- Teks untuk Dianalisis -
11.18.2011

THE PAST


Ceceran II
SATUTAHUN

Satu tahun ini tak bisa didefinisikan. Terlalu rumit. Satu tahun juga bukan waktu yang sebentar, bukan kalau durasi di bawah alam sadar tak berfungsi dengan benar. Waktu yang cukup untuk membuat pelangi yakin ia berjodoh dengan langit, rokok dengan kopi, adam dengan hawa.

Kisah ini tentang si anonim yang terlambat tahu kalau sebenarnya ia bukan tanpa nama. Kurang lebih setahun lalu.

Suatu waktu ia bertemu orang yang nantinya ia percayai sebagai orang paling asing. Orang ini yang ia tak kenal tetapi terasa intim, yang ia tak pernah tahu tetapi terasa akrab. Mereka bisa bahas topik sama hingga beberapa hari dengan diam. Mereka saling kenal dengan diam. Diam.

Satu sisi diam emas, sisi lain sampah. Ia akan terbiasa dengan diam. Diam bukan sekedar tidak melakukan apa-apa. Diam juga berarti tahu apa yang seharusnya ia lakukan, tetapi ia pilih diam.

Ia yakin diam ini sampah. Kehilangan sesuatu. Harapan. Tetapi penyakit tak sampai di situ. Semua ini rentetan, seperti endemik virus tanpa pembasmi.

Saat ia kehilangan, saat yang sama ia sadar kalau sangat membutuhkan. Motivasi, harapan, atau tanpa keduanya. Ia sadar hidup tak selalu tentang pilihan. Ada kalanya harus menerima takdir. Takdir. Atau mungkin ini hanya kebetulan. Ya, hanya kebetulan. Lalu apa bedanya? Keduanya dipaksa jalan oleh si keras kepala waktu.

- Rumusan Tugas -
Tuliskan kembali bagian teks di atas secara persis, mulai dari "Kisah ini tentang" hingga "dengan diam. Diam.".

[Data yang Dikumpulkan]
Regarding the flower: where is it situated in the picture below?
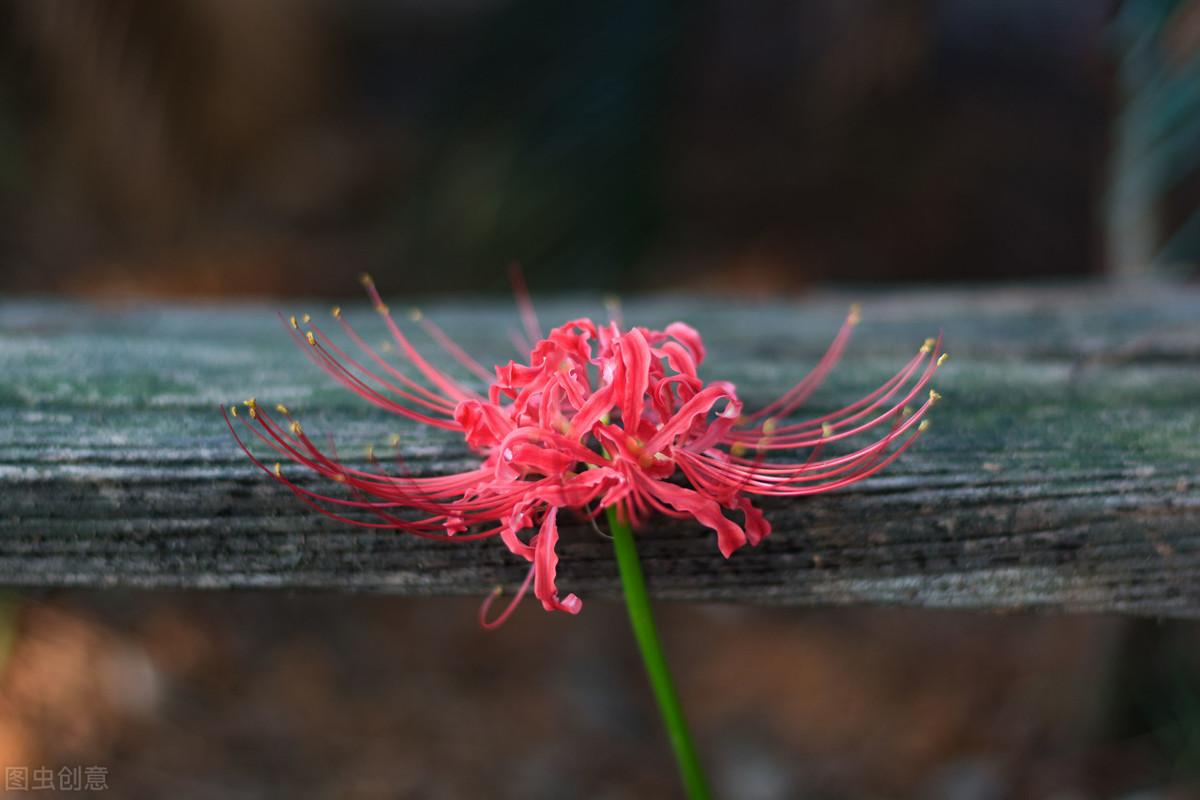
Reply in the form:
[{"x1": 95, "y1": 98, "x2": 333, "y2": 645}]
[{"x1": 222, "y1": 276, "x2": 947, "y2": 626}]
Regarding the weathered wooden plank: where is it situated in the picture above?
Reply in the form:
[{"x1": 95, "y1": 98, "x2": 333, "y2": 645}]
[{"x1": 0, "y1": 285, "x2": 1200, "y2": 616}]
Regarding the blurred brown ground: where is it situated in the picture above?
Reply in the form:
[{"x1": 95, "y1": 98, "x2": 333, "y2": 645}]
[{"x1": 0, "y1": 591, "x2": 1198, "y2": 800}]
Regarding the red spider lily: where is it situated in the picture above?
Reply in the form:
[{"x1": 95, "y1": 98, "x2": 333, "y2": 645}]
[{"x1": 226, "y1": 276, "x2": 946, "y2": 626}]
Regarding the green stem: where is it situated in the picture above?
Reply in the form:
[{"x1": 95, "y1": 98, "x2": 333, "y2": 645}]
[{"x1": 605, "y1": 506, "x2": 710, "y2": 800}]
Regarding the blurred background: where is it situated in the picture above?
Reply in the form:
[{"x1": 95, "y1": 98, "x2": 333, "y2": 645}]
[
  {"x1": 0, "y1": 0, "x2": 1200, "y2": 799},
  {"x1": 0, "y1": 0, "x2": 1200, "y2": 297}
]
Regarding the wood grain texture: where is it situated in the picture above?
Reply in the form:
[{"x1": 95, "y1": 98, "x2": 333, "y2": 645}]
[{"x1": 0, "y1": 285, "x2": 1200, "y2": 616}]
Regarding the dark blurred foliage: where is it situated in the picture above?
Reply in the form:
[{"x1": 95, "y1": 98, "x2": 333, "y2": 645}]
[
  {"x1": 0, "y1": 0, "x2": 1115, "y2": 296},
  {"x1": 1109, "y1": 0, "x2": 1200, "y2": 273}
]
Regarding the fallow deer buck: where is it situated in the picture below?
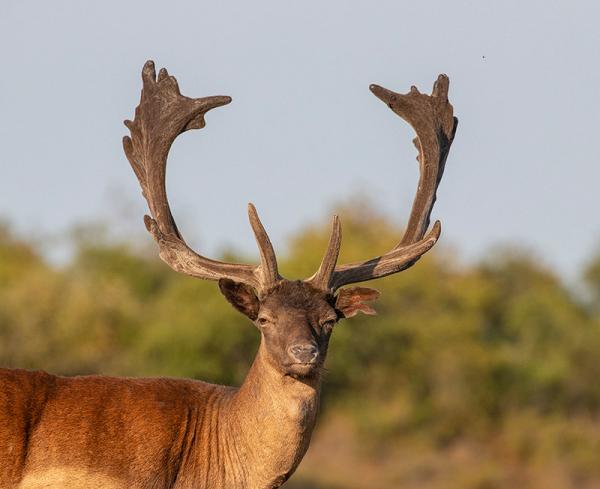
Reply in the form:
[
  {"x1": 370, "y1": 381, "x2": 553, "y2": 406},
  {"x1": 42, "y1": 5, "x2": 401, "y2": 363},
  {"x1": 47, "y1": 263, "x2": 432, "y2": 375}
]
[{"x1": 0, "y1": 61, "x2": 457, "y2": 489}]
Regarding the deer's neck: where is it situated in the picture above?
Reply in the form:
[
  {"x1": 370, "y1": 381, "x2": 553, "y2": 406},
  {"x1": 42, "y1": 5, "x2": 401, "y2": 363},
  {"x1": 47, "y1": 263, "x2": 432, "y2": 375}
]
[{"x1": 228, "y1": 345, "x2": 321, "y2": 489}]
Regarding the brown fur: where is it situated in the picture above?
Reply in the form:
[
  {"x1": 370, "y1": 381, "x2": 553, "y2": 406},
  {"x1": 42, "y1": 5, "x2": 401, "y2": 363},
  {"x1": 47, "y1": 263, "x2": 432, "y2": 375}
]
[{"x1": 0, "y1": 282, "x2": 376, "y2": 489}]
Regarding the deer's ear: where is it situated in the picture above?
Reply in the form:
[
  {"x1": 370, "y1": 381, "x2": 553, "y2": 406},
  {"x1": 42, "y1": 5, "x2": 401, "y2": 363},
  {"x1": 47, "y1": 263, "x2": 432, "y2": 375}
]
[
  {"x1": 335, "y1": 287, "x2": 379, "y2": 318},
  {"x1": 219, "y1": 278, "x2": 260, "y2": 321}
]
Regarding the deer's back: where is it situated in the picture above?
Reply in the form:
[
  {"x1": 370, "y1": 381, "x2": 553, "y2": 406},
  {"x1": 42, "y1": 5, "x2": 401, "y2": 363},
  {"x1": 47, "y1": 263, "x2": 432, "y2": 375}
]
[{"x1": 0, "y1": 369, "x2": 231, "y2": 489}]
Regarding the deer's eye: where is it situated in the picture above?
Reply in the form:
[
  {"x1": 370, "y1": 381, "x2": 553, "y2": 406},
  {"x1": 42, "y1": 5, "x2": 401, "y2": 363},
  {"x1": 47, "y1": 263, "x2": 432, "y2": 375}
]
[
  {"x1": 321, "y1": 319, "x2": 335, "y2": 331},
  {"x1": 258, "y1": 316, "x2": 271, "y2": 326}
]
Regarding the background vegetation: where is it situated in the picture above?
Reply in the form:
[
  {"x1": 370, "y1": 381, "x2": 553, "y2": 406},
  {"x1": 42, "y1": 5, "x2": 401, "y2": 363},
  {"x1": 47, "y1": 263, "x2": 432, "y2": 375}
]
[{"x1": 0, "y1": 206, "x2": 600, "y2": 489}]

- Hasil Tugas -
Kisah ini tentang si anonim yang terlambat tahu kalau sebenarnya ia bukan tanpa nama. Kurang lebih setahun lalu.

Suatu waktu ia bertemu orang yang nantinya ia percayai sebagai orang paling asing. Orang ini yang ia tak kenal tetapi terasa intim, yang ia tak pernah tahu tetapi terasa akrab. Mereka bisa bahas topik sama hingga beberapa hari dengan diam. Mereka saling kenal dengan diam. Diam.